# INSTRUÇÕES DAS TAREFAS
**a.** Enumere, sem repetições, todas as datas completas (dia, mês e ano) mencionadas no excerto do processo judicial, pela ordem em que surgem.
**b.** Transcreva o excerto do processo judicial começando em "Decorrido esse período, o" e continuando até "janeiro de 1983.".

### EXCERTO DO DOCUMENTO

De seguida, o casal mudou-se para ..., ..., e lá residiu durante cerca de dois anos.
Decorrido esse período, o casal voltou a residir em ..., perto dos ..., na Av. ..., fixando ali a sua residência durante cerca de 8 anos.
No decurso do ano de 2006, o casal mudou-se para Rua ..., Lote, ... Fração R/com Esq., ..., Vila Nova de Gaia.
3. º
Da união do casal nasceram duas filhas: CC, a 15 de setembro de 1980 e DD a 27 de janeiro de 1983.
4. º Pela prática de eventos praticados a partir do início de tal união e pelo menos até ao dia 17 de outubro de 2016, correu termos contra o visado o processo 816/16.6PDVNG, que foi objeto de despacho de acusação do Ministério Público pela pratica do crime de violência domestica.
5. º
No dia 17 de Outubro de 2016, não obstante ter sido sujeito a interrogatório judicial de arguido detido nos sobreditos autos e ter ficado sujeito às medidas de coação de TIR, proibição de contactar a ofendida por qualquer meio e de proibição de permanecer na área da residência da ofendida ou nos locais por ela frequentados, com aplicação de meios técnicos de controlo à distância, o arguido deslocou-se até à residência da ofendida e ali permaneceu em desrespeito da ordem judicial que lhe foi legitimamente dirigida.
6. º
Por via disso, o arguido esteve em situação de prisão preventiva nesses autos entre 16 de janeiro de 2017 e 7 de março de 2017.
7. º
Nesse processo o arguido acabou por ser condenado por decisão transitada em julgado a 7 de março de 2017 pela pratica do crime imputado na pena acessória de um ano e seis meses e numa pena de prisão de dois anos e oito meses, suspensa na sua execução.
8. º
A aludida pena foi declarada extinta pelo cumprimento por despacho datado de 11 de dezembro de 2019.

######
### REGISTOS APRESENTADOS

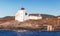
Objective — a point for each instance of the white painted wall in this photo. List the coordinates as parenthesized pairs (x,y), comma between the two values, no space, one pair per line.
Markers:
(20,15)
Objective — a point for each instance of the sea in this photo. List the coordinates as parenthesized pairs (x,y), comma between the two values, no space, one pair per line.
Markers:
(29,33)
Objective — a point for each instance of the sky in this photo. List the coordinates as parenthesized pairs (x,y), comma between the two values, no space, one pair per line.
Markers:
(10,7)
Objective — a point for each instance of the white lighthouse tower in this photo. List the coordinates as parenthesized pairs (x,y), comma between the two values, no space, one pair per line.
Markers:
(20,15)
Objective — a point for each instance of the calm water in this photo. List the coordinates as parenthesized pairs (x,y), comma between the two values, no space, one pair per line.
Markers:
(28,33)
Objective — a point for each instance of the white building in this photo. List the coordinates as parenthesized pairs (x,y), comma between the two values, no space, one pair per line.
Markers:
(22,16)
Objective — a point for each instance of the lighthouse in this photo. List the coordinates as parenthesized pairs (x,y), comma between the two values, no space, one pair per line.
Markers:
(20,15)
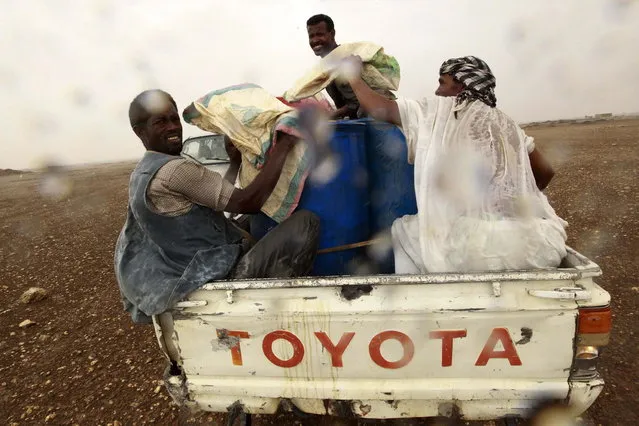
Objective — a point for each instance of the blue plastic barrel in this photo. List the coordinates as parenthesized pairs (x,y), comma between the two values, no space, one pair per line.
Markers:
(391,182)
(341,203)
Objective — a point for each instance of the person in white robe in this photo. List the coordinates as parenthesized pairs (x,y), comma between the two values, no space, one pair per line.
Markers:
(478,178)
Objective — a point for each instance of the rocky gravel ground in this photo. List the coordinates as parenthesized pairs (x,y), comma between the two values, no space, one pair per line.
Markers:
(74,356)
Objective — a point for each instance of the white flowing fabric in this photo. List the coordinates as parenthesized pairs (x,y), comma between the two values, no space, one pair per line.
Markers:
(479,208)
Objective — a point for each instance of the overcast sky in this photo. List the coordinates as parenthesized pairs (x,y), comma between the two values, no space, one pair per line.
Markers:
(69,69)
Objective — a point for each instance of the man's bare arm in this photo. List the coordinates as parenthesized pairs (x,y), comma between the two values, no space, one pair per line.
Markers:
(375,104)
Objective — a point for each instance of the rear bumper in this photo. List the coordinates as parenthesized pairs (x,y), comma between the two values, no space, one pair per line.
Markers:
(468,400)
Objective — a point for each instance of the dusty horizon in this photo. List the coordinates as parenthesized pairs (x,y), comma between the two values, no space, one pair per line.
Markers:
(69,72)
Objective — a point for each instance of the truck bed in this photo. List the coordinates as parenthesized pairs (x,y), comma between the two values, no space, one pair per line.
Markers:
(473,345)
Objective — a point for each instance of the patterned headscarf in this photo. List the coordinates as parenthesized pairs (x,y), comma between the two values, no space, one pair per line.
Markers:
(475,75)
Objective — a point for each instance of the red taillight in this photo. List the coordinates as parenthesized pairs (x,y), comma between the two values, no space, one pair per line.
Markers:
(594,320)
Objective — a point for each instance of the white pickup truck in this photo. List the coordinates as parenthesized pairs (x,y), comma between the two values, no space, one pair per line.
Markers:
(475,346)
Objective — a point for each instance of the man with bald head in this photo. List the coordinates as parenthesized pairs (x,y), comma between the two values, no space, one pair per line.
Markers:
(176,237)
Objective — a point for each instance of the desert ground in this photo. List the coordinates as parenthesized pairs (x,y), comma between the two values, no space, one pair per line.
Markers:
(84,362)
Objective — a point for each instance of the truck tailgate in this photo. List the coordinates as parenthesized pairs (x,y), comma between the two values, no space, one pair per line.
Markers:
(479,344)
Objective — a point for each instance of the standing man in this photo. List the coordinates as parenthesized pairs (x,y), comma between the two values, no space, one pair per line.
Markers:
(321,38)
(176,237)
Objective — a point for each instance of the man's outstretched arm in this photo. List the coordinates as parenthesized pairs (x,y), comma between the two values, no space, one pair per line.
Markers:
(373,103)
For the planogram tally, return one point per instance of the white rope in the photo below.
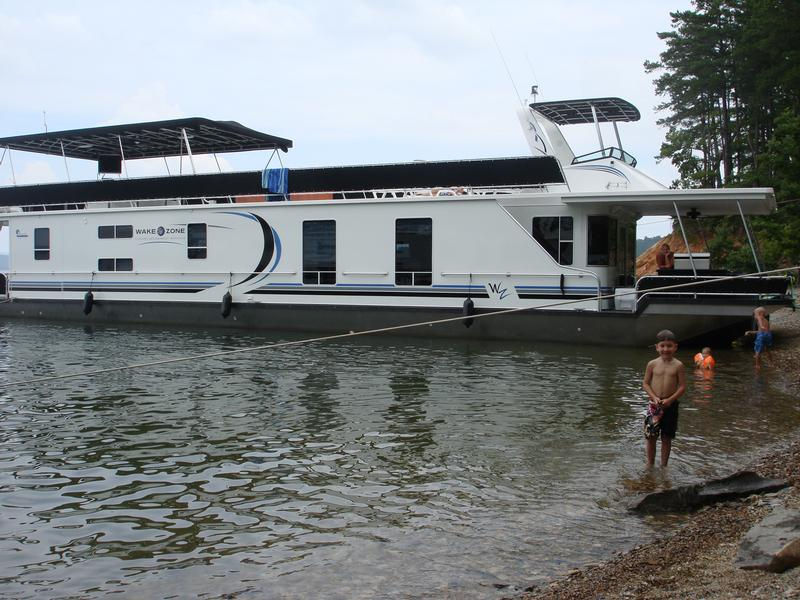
(351, 334)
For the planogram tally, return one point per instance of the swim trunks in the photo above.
(651, 430)
(763, 340)
(669, 422)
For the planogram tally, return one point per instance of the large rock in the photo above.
(772, 545)
(691, 497)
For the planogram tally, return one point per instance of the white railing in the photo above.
(333, 195)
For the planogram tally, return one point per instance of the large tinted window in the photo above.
(196, 240)
(115, 264)
(105, 232)
(41, 243)
(602, 241)
(319, 252)
(555, 236)
(413, 249)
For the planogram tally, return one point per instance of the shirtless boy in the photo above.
(763, 334)
(665, 383)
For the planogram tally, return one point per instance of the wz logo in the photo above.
(498, 289)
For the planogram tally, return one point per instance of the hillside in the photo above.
(646, 261)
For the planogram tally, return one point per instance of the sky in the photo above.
(349, 81)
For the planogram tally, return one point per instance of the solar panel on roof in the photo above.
(571, 112)
(148, 140)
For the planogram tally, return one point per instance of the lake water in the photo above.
(366, 468)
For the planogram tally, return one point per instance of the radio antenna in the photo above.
(508, 71)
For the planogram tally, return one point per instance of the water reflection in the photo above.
(378, 468)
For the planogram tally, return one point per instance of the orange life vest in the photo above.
(704, 363)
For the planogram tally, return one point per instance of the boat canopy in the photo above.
(690, 203)
(153, 139)
(572, 112)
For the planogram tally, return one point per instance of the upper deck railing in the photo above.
(375, 194)
(609, 152)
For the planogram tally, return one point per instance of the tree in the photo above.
(730, 74)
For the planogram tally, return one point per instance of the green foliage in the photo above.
(730, 75)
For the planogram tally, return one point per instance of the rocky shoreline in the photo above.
(697, 561)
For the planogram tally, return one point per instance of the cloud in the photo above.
(350, 82)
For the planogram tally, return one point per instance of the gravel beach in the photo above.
(696, 561)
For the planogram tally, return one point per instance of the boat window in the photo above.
(124, 264)
(413, 247)
(196, 240)
(107, 232)
(602, 241)
(555, 236)
(610, 152)
(319, 252)
(41, 243)
(115, 264)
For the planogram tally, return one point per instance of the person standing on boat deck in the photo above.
(762, 333)
(665, 258)
(664, 382)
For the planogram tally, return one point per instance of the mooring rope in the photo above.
(391, 328)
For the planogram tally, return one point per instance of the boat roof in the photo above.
(689, 203)
(152, 139)
(572, 112)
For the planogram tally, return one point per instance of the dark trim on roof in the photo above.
(148, 140)
(571, 112)
(343, 181)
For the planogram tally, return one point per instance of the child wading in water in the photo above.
(704, 360)
(664, 382)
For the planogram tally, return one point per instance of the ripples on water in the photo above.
(369, 468)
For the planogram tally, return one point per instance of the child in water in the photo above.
(665, 383)
(704, 360)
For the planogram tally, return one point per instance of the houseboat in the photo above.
(536, 248)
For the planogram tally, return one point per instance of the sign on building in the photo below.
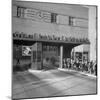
(37, 15)
(26, 50)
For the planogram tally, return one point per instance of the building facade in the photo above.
(45, 33)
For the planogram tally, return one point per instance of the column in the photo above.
(61, 56)
(92, 32)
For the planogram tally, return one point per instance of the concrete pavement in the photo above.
(31, 84)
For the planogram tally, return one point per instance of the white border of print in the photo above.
(6, 53)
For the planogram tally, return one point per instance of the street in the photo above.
(32, 84)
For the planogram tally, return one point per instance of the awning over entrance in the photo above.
(49, 38)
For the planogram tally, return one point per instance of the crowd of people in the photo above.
(84, 66)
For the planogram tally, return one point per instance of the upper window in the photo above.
(20, 12)
(71, 20)
(53, 17)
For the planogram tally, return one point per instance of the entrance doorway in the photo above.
(50, 57)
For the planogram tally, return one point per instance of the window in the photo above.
(20, 12)
(53, 17)
(71, 20)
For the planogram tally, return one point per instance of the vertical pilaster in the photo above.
(61, 56)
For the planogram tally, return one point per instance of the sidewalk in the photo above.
(80, 72)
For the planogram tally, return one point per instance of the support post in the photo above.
(61, 56)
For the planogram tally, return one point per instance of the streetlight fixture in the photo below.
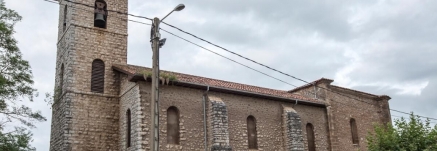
(154, 103)
(177, 8)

######

# RESPOSTAS ÀS TAREFAS
**a.**
15 de setembro de 1980
27 de janeiro de 1983
17 de outubro de 2016
16 de janeiro de 2017
7 de março de 2017
11 de dezembro de 2019

**b.**
Decorrido esse período, o casal voltou a residir em ..., perto dos ..., na Av. ..., fixando ali a sua residência durante cerca de 8 anos.
No decurso do ano de 2006, o casal mudou-se para Rua ..., Lote, ... Fração R/com Esq., ..., Vila Nova de Gaia.
3. º
Da união do casal nasceram duas filhas: CC, a 15 de setembro de 1980 e DD a 27 de janeiro de 1983.